Named-object pointing records:
□ □ □ □
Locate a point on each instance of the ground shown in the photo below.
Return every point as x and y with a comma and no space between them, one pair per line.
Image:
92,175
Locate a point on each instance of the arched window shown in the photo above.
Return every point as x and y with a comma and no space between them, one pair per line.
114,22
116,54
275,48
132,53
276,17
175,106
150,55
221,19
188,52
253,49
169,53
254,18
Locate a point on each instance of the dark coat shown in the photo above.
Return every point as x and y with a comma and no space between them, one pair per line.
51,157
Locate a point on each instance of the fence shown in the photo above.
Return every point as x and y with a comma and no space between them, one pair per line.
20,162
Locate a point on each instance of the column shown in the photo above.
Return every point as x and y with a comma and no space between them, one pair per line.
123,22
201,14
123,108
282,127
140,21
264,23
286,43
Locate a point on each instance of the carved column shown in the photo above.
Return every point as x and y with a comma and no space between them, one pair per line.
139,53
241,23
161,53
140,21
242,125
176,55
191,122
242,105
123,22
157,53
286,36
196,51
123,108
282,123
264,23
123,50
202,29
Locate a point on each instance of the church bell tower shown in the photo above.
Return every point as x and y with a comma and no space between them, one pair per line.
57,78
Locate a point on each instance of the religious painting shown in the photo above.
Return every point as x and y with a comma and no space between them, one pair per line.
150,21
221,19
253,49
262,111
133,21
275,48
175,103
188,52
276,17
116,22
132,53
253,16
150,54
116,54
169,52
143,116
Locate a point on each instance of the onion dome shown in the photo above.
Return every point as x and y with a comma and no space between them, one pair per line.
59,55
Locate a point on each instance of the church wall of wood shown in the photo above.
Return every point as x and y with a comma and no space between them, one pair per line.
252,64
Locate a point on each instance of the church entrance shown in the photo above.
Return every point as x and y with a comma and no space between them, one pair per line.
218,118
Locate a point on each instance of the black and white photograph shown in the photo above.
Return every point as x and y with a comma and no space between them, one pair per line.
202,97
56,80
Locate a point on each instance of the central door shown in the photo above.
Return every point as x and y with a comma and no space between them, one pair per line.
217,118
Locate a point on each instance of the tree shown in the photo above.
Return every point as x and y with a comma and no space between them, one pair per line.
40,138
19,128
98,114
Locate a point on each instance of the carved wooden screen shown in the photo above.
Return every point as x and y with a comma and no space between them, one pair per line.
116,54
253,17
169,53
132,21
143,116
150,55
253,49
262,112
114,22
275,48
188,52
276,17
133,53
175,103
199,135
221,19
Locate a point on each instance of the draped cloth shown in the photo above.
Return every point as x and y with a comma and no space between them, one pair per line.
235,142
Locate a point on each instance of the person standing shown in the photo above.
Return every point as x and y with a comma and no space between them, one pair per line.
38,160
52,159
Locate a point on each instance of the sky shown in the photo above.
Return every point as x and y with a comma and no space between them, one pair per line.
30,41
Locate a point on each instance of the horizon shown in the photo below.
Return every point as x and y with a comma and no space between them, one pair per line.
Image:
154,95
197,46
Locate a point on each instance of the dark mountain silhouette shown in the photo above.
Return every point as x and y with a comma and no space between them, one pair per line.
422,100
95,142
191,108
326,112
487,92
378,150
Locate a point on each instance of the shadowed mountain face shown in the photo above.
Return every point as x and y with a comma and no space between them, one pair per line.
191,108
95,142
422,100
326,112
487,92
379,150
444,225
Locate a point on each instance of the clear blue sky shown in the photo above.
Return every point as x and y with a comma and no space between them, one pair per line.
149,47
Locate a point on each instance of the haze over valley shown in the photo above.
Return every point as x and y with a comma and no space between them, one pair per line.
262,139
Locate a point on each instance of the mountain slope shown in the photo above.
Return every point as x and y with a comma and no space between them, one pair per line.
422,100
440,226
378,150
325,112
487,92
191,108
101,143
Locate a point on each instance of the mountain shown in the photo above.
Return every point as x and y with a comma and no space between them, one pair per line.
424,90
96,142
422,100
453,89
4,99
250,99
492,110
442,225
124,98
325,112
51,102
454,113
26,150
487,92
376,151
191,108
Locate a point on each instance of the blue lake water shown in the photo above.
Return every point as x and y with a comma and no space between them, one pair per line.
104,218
□ □ □ □
Return every one of the entries above without changing a single character.

Locate a point on each instance of the ground shown in the photo below.
Return every point as x and y with a comma and no space between them, one pair per line.
Image:
92,175
Locate a point on each instance of the arched window shown in the photo above.
Return every point as x and y with a comma and no space between them, one pair per line.
114,22
116,54
275,48
132,53
276,17
175,106
150,55
221,19
188,52
253,49
169,53
254,18
Locate a point on each instance of the dark coat shown in the photo above.
Return every point as x and y with a comma and no space between them, one pair per line.
51,157
Locate a point on each instance of the fence shown in the photo above.
Return every point as x and y with a comma and no space between them, one pair per line.
20,162
Locate a point on each instance of the column shown in the photo above.
Return every point as x and y with a comma and no space between them, one pair per line.
123,22
201,14
123,108
282,127
140,21
264,23
286,43
Locate a point on each instance of the carved column shown in the photo above.
Return every point as x and y with a comma and no space between them, one pair per line.
139,53
241,23
161,53
140,21
242,125
176,55
191,122
242,105
123,22
157,53
286,36
196,51
123,108
282,123
264,23
123,50
202,29
Locate a point on each instance of the church bell tower shown in the photo above.
Return every point as x and y with a comma and no space between them, one pair per line.
57,78
Locate a point on each instance of the religious painting shown in the photo above.
Return every point as x and y with a comma and no space between them, one pair per line.
150,21
221,19
253,49
262,111
133,21
275,48
175,103
188,52
276,17
116,22
132,53
253,16
150,54
116,54
169,52
143,116
Locate a point on each instance of the onion dome shown in the photo above.
Return every point as x and y with a comma and no space between them, one pair per line.
59,55
Locate a point on each instance of the church wall of wood shown in the photo above.
Return every point as x and y with a comma and no space between them, one pair per line.
252,64
Locate a point on each instance of the church entrance shown in the photo above.
Return every point as x and y with a comma and no space between them, one pair per line.
218,118
Locate a point on each instance of the black and white photograph shown in the photo above.
Return every point as x and y with a comma and no space between them, one pair per line.
202,97
56,80
Locate a point on each instance of the central door shown in the photo above.
Return every point as x and y with a comma and no space between them, one pair per line.
217,118
Locate a point on each instance of the tree shown in the photo above.
Return every point as x and y with a comma and no space between them, one pair per line.
40,138
19,128
98,114
Locate a point on each instance of the carved wooden screen shown in the photo above.
Return every point as x and y with a comma and no space between them, one pair per line.
116,54
253,17
169,53
132,21
143,116
150,55
253,49
262,112
114,22
275,48
188,52
276,17
133,53
175,103
199,135
221,19
Locate a point on each instance of the draped cloth shown in the photo above.
Return every point as x and y with a comma and no space between them, one pair per line.
235,142
Locate a point on each instance of the person standing shown in the photo above.
Return every point as x and y with a comma and no space between them, one pair per line.
38,160
52,159
Locate a point on each instance of the sky shown in the photo above.
Return every point as x and y with a comma and no space between them, one pair per line.
30,41
Locate a point on each instance of the horizon shown in the photo below.
Return every point as x and y with a comma and no space between them, one pair per line.
Image:
154,95
197,46
Locate a point on each instance of the dark mountain silhouette shown in the photo above.
Return every point as x and y with a comma and no space between them, one pair per line.
422,100
95,142
191,108
326,112
487,92
378,150
Locate a point on each instance of the shadowed mountain face shown in the photo above.
Return every point as x and y with a comma and no space between them, one pair per line.
191,108
95,142
422,100
326,112
487,92
379,150
444,225
Locate a point on each instance of the clear blue sky shown in the photo above.
Return every point as x and y with a comma and no space between them, one pair per line.
149,47
Locate a point on each instance of the haze over valley shown in the photo above.
Return every point as x and y with a comma and no space between them, one pair per line.
262,139
Locate a point on each instance of the mountain slope shown in the photo above.
Return every point as x and y with a comma and no space between them, one pair per line.
422,100
440,226
378,150
325,112
487,92
191,108
101,143
Locate a point on each instance of the mountain shown in the photo above.
Return every point as x and y with a comma and no space between them, one pair per line.
424,90
96,142
422,100
453,89
4,99
250,99
492,110
442,225
124,98
325,112
51,102
454,113
26,150
487,92
376,151
191,108
Locate a point on each instance of the blue lake water shown in the photo above.
Return every point as x and y with a comma and no space between them, one pair per line.
104,218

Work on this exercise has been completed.